■ **OBJECTIVE**
Exactly and only the lines from the one containing "Where can the glass jar" through the close of the entries below are to be set down.

## Begin

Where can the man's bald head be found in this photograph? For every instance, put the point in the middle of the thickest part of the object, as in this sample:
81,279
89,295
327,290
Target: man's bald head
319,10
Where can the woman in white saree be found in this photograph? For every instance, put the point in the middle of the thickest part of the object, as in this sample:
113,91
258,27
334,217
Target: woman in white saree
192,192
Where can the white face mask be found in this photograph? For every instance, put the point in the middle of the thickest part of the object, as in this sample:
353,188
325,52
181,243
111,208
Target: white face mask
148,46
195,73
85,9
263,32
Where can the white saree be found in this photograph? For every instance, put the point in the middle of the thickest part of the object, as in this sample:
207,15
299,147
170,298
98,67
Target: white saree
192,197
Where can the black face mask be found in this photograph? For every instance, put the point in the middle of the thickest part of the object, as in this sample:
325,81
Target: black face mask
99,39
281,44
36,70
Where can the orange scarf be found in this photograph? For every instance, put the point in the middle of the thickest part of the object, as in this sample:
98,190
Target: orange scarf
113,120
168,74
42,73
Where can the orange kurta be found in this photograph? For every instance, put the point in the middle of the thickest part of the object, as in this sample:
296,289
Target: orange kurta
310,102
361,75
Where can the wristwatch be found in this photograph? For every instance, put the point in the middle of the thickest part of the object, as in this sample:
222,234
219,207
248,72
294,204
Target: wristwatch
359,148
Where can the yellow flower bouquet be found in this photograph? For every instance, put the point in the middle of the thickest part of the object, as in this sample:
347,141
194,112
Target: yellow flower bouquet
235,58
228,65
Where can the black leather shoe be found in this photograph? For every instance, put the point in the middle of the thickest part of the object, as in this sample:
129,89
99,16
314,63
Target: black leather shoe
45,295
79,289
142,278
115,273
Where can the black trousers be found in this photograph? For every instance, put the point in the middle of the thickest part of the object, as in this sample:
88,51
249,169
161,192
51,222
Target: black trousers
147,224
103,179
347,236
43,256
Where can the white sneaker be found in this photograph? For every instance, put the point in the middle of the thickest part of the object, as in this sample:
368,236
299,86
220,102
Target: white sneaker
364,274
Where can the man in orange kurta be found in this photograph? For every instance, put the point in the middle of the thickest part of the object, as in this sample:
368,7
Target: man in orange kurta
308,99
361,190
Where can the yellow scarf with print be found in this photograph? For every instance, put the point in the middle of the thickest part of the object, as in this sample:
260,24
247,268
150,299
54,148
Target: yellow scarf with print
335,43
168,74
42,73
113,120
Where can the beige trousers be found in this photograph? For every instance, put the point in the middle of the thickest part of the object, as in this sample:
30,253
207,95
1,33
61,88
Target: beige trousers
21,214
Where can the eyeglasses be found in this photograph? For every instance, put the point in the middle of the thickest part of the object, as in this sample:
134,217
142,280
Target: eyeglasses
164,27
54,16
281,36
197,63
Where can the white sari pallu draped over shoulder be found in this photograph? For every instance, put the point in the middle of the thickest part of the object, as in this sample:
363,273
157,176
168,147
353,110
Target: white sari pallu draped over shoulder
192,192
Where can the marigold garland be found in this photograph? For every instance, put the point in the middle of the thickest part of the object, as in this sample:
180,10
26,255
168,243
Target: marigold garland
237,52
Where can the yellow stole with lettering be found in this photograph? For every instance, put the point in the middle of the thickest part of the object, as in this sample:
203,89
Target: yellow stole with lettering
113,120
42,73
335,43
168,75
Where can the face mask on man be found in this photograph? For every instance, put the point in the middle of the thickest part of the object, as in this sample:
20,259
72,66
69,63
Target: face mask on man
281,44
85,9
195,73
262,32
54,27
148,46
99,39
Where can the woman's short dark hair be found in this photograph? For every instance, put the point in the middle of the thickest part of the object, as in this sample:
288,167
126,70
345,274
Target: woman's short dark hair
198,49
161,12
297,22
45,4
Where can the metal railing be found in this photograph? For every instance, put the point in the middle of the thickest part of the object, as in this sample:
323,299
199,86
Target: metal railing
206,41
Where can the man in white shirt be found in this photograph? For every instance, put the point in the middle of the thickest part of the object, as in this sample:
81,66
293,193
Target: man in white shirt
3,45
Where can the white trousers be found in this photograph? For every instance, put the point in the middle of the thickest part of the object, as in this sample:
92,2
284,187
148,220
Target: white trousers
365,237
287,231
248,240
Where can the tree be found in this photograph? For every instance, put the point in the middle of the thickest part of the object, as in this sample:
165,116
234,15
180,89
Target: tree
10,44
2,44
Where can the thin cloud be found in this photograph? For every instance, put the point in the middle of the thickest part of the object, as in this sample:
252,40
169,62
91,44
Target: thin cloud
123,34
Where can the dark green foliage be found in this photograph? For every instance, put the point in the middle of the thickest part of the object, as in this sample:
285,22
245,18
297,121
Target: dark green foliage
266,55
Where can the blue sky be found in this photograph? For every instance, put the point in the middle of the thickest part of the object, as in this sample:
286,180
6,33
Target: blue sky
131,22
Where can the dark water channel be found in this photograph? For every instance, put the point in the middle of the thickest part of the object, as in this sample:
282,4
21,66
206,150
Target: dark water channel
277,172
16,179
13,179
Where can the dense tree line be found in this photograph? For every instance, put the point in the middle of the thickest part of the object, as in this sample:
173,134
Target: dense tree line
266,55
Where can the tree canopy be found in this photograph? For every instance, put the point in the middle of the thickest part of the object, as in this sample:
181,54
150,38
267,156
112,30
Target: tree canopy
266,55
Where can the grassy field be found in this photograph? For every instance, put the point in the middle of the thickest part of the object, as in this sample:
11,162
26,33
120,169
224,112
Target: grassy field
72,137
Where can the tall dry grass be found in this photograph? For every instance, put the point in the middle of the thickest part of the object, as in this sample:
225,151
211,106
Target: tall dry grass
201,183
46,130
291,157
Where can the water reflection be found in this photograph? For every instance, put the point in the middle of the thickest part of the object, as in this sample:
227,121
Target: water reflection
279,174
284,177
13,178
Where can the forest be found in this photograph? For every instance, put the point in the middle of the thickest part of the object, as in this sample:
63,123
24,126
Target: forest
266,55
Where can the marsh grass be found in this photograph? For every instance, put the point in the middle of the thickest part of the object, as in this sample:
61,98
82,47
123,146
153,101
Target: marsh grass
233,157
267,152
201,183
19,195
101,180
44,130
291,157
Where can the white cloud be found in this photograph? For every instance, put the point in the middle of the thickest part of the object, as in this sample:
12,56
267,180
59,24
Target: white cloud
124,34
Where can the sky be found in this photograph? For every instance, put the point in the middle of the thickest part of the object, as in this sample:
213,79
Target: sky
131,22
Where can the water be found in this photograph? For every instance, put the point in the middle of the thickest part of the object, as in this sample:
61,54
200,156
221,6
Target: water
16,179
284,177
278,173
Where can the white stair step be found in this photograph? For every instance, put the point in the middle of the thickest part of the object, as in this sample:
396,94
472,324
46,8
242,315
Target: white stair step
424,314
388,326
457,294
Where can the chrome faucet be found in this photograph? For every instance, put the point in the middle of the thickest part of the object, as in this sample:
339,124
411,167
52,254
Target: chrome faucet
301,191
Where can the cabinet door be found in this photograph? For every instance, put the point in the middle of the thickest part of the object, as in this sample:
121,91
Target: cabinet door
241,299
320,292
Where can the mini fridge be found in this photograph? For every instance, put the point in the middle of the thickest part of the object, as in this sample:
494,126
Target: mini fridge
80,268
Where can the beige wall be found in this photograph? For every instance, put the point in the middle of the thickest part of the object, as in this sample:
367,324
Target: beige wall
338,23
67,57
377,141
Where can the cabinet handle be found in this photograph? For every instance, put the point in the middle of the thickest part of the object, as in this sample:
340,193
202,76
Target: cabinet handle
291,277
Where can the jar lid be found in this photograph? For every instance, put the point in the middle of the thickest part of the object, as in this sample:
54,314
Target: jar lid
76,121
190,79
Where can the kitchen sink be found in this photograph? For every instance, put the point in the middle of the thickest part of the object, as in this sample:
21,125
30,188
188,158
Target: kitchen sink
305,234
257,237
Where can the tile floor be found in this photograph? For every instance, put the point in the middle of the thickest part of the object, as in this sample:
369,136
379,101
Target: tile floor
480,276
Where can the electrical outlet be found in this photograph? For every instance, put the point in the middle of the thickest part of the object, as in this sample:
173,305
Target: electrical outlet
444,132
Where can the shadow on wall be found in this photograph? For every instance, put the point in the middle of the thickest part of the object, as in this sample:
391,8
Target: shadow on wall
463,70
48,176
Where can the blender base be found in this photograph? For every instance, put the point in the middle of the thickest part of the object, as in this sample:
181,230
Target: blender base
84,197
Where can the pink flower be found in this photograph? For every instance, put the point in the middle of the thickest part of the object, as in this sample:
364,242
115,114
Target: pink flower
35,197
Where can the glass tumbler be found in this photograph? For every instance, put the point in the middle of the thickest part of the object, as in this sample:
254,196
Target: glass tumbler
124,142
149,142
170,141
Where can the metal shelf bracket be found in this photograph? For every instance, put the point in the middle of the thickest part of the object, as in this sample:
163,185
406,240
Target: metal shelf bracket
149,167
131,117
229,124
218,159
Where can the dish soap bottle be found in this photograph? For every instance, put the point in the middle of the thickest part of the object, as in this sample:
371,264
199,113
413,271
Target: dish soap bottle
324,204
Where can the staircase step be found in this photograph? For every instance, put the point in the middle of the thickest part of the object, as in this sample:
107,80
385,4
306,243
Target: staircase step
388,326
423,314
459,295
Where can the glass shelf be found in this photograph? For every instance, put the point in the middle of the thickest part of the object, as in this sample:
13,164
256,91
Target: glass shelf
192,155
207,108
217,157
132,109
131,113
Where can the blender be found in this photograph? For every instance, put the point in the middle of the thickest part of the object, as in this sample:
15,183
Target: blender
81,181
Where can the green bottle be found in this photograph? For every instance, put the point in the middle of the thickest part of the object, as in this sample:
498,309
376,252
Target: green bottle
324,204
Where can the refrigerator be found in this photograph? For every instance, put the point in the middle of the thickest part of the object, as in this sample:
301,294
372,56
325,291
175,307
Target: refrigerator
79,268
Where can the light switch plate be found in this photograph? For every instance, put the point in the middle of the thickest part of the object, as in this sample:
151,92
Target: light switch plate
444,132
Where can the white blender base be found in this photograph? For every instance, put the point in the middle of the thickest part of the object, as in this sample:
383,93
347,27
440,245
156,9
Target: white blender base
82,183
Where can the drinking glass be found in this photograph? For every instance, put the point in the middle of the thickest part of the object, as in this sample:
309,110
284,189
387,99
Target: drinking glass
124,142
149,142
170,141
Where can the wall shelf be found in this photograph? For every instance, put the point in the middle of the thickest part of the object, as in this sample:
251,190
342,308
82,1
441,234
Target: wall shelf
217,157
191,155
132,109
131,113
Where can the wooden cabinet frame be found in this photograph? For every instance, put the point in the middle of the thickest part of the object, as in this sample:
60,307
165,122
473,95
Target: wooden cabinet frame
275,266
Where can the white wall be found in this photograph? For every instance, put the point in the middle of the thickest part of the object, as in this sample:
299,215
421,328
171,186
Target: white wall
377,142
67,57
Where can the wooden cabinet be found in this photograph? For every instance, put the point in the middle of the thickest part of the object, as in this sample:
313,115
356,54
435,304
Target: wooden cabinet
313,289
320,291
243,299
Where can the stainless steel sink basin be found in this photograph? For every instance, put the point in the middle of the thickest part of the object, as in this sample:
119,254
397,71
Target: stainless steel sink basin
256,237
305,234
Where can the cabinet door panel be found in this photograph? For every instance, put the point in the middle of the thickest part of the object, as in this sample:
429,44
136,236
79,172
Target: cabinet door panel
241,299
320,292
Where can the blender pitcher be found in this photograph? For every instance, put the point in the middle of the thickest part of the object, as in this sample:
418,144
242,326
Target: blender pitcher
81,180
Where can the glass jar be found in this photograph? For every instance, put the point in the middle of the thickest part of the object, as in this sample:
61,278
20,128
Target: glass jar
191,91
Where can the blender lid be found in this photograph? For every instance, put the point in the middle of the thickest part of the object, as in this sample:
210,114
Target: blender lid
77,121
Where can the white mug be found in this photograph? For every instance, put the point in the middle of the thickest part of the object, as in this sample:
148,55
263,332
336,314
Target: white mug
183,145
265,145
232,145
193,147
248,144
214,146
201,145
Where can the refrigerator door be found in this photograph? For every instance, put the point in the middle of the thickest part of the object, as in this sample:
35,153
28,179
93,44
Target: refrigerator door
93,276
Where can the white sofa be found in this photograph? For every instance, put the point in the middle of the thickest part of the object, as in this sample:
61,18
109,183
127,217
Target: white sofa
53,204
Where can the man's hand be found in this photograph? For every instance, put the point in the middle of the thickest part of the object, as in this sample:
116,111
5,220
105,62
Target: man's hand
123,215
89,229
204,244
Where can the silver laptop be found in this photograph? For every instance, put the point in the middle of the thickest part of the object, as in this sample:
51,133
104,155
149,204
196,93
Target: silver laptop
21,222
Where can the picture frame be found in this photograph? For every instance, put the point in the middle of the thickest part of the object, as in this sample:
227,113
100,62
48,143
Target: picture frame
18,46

## End

■ **RESPONSE TO THE EXERCISE**
Where can the glass jar be found in this photograph? For every instance, put the point in the middle of the thickest part of the object, as in this sample:
61,278
20,128
Target: glass jar
191,91
Where can the blender lid be found in this photograph? For every instance, put the point in the middle of the thickest part of the object, as in this sample:
210,114
Target: blender lid
77,121
Where can the white mug be found in this photograph? For every instance, put the point in the middle of the thickest part of the object, as in this sample:
148,55
263,332
336,314
Target: white mug
183,145
265,145
232,145
193,147
248,144
214,146
201,145
Where can the refrigerator door be found in this photograph? For every instance, put the point in the middle of the thickest part of the object, as in this sample:
35,153
28,179
93,44
Target: refrigerator door
93,276
Where can the white sofa be found in this photograph? For every instance, put the point in the middle of the thickest part of the object, as in this sample:
61,18
109,183
127,217
Target: white sofa
53,204
Where can the man's hand be found in this photograph? For every instance, put the point in the middle of the thickest part of the object, as in this sample:
116,111
5,220
105,62
Target: man's hand
123,215
89,229
204,244
Where can the silver laptop be found in this photograph? For every instance, put the point in the middle of the thickest part of the object, as in this sample:
51,133
104,155
149,204
196,93
Target: silver laptop
21,222
Where can the picture frame be found in this photograph? For every instance, put the point in the middle of the thickest part of the object, as in this sample:
227,113
100,62
48,143
Target: picture frame
18,46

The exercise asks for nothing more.